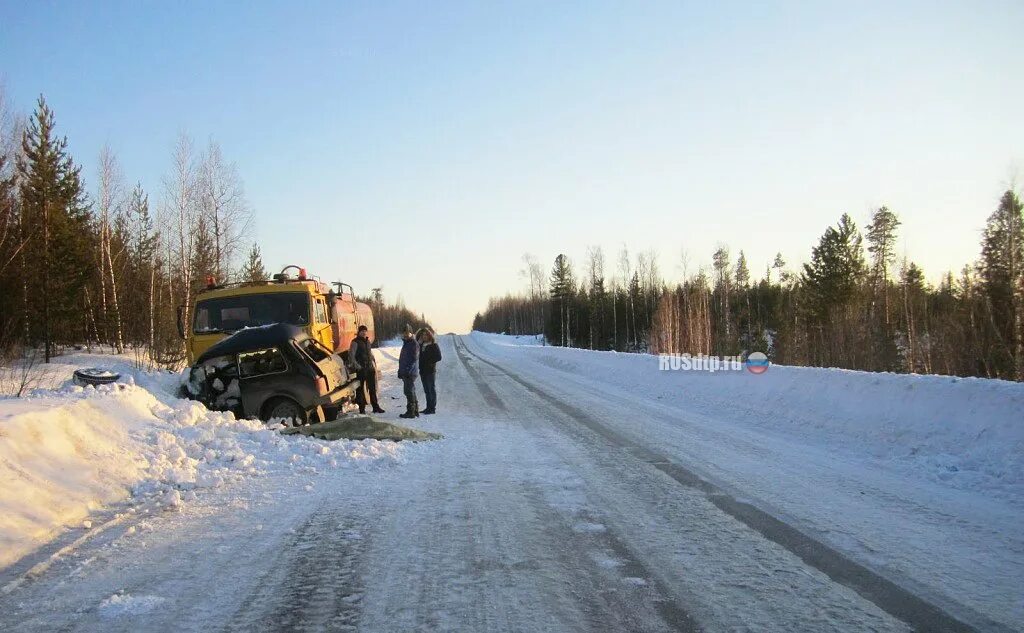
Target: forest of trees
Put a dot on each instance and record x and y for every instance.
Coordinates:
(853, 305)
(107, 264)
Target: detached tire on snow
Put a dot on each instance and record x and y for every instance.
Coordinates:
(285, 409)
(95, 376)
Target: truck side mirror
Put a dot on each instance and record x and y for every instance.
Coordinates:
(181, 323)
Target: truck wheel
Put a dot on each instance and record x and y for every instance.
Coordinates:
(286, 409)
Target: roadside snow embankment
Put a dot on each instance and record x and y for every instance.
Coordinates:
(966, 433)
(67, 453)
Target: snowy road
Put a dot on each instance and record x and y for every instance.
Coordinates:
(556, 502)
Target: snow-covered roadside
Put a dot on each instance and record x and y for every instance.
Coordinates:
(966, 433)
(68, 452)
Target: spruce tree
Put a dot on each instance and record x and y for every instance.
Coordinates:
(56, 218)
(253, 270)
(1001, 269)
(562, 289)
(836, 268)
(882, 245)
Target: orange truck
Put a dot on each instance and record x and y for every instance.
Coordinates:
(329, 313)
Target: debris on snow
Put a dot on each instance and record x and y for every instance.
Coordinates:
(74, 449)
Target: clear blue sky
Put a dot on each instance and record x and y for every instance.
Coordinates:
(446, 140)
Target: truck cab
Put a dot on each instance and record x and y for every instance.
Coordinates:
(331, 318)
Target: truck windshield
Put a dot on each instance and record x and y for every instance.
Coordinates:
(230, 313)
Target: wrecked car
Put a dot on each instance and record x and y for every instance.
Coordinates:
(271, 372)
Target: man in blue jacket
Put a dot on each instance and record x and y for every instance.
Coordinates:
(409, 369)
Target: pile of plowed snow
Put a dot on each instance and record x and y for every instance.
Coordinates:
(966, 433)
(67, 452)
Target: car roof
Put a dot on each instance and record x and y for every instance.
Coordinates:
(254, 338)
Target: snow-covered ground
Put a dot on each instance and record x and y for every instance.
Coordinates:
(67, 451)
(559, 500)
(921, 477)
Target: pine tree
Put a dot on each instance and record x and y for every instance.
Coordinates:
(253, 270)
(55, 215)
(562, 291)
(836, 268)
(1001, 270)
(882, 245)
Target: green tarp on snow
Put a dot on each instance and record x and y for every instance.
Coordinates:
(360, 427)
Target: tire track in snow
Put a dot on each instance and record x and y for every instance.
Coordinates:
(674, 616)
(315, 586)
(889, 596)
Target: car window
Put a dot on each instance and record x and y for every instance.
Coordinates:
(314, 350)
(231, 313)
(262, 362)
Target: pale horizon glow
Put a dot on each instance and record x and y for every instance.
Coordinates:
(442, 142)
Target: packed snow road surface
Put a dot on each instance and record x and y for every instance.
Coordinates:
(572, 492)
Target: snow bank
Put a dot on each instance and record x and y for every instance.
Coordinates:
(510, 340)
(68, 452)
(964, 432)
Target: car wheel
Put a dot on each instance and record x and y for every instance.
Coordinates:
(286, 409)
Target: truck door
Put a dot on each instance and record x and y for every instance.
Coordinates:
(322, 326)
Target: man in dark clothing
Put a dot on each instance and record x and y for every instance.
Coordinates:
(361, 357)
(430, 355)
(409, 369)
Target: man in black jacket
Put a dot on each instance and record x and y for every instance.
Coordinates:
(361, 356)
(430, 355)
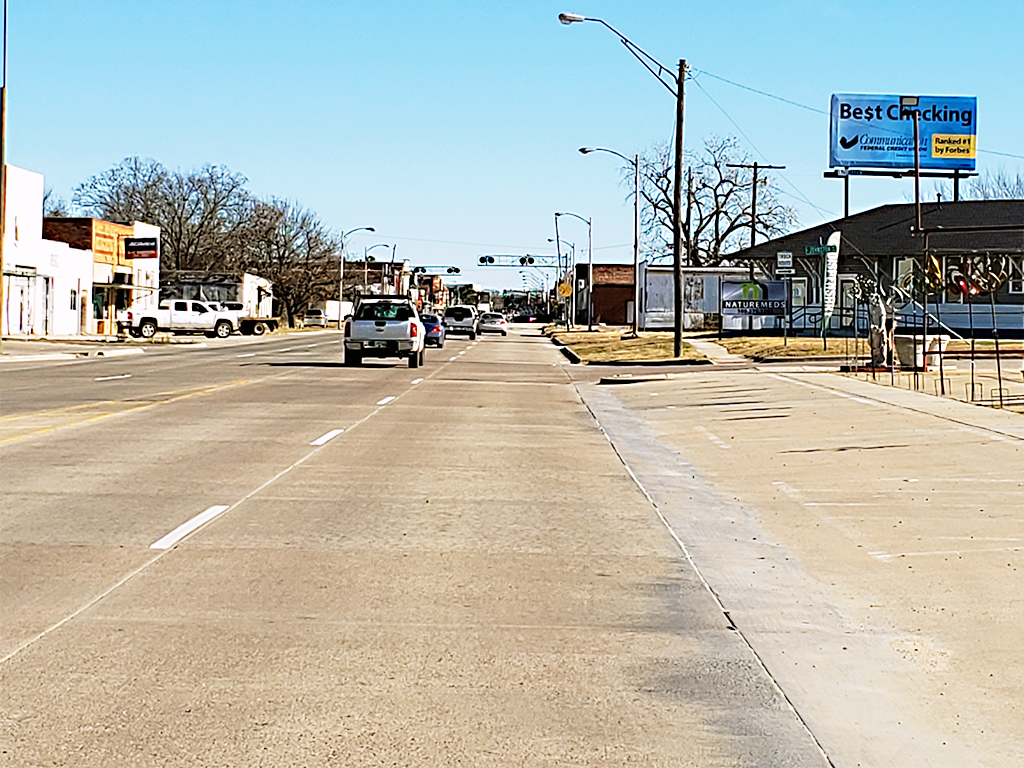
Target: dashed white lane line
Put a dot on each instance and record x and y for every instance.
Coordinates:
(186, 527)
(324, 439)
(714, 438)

************

**AIM OF THE EXERCISE:**
Could you copy each line above exactly as written, minus any pictures?

**TASK ANSWER:**
Target: forest of trees
Put a dot on each instance and record x and y for every instance.
Coordinates:
(853, 305)
(107, 264)
Target: detached tire on snow
Put a dot on each instance and record x and y for every instance.
Coordinates:
(285, 409)
(95, 376)
Target: truck side mirror
Put a dot on each instance and record x and y for every instance.
Coordinates:
(181, 323)
Target: truck wheel
Put a dot on each instance and record x and y for every instance.
Coordinates:
(286, 409)
Target: roadside snow embankment
Put a dot on each instance and record x and y for every instance.
Coordinates:
(966, 433)
(67, 453)
Target: snowy road
Put a dot on each instance and record x and y for every instance.
Coordinates:
(556, 502)
Target: snow-covered roadside
Put a dot on each instance and record x and y for every instance.
Coordinates:
(966, 433)
(68, 452)
Target: spruce tree
Put a dot on each instance and record x and y for every instance.
Coordinates:
(56, 218)
(253, 270)
(1001, 269)
(562, 289)
(836, 268)
(882, 245)
Target: orange truck
Put a dot on each instance and record x and y for every instance.
Coordinates:
(329, 313)
Target: debris on snow
Put a dot on each instance and record x and y for every instance.
Coordinates:
(74, 449)
Target: clear blue sky
Put a dot on each instance and record x and y for every instance.
Coordinates:
(446, 140)
Target: truck cab
Put a dot on each instance and record x and y for every instance.
Coordinates:
(331, 318)
Target: truck windshield
Put a dot on each instance and record x and y for every instance.
Coordinates:
(230, 313)
Target: wrecked car
Put a dot on each instance and record x and y for every instance.
Coordinates:
(271, 372)
Target: man in blue jacket
Put a dot on each instance and record x and y for every instance.
Coordinates:
(409, 369)
Target: pile of plowed snow
Put a dot on each instance and record x and y for every instance.
Coordinates:
(966, 433)
(67, 452)
Target: car roof
Put a dot on each instance and record x and y for every instance.
Coordinates:
(254, 338)
Target: snow-covered ground
Put a dot on each instance and record x and y for every instance.
Coordinates:
(67, 451)
(559, 500)
(921, 477)
Target: pine tree
Put a dot on each instance and record x and y for every instance.
Coordinates:
(253, 270)
(55, 215)
(562, 291)
(836, 268)
(1001, 270)
(882, 245)
Target: green tarp on snow
Put a dot on each instance and record x and y for every instance.
Coordinates:
(360, 427)
Target: tire track in snow
Put a dot on each instance and record x and y for every instance.
Coordinates:
(674, 616)
(315, 586)
(889, 596)
Target: car window
Put a dot on each instance and record x and y for every instance.
Coordinates:
(314, 350)
(231, 313)
(262, 362)
Target: pale horizon glow
Put a dot on each instance and record x and y for every instance.
Coordinates:
(442, 142)
Target: packed snow road surface
Put a dot on each instance and record x and y for every instance.
Coordinates:
(572, 492)
Target: snow bank
Put a dot on each instance and record x and y for every instance.
Coordinates:
(510, 340)
(68, 452)
(964, 432)
Target: car wheel
Put a dot on each instance and record x and y for every instance.
Coordinates:
(286, 409)
Target: truck door
Put a dot on each instance and record x and y for every instance.
Coordinates:
(322, 326)
Target: man in dark clothing
Put a dot on each instance and record x and y for every instance.
Coordinates:
(361, 357)
(430, 355)
(409, 369)
Target: man in black jacket
Put a dot on each instance and record x and y for every instance.
Coordinates:
(361, 356)
(430, 355)
Target: dashed white lane line
Put a dot on each instance and record x and y for every instance.
Coordinates:
(186, 527)
(324, 439)
(714, 438)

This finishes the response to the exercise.